• [SHORT TASK]: Copy out every line of the entries that contains the string "soldier", matching its case exactly.

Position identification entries
════

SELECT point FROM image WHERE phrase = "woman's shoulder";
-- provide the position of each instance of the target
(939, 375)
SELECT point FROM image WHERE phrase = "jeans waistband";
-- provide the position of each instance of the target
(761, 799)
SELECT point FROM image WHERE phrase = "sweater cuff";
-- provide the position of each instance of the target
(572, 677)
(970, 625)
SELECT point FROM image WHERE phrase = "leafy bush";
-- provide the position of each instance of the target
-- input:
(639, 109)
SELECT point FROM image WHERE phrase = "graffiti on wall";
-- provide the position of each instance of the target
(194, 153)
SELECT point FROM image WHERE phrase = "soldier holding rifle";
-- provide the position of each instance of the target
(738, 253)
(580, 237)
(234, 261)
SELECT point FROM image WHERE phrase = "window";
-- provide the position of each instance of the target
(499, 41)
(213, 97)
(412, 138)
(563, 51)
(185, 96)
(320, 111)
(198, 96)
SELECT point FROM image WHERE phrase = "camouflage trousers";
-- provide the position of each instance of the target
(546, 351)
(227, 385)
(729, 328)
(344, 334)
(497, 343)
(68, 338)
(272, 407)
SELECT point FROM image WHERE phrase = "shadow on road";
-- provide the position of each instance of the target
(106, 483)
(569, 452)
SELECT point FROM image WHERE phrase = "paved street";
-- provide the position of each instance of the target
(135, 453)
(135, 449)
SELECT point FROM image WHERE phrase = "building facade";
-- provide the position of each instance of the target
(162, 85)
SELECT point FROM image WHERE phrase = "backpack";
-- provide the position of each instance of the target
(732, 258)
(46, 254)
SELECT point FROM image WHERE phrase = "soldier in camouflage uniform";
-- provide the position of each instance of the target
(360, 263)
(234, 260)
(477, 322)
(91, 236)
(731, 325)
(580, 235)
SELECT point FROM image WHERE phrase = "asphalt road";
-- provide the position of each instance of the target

════

• [SOLVED EXERCISE]:
SELECT point FROM image WHERE phrase = "soldier holding rifle";
SELECT point FROM image WHERE phrase = "soldier in camouflage uniform";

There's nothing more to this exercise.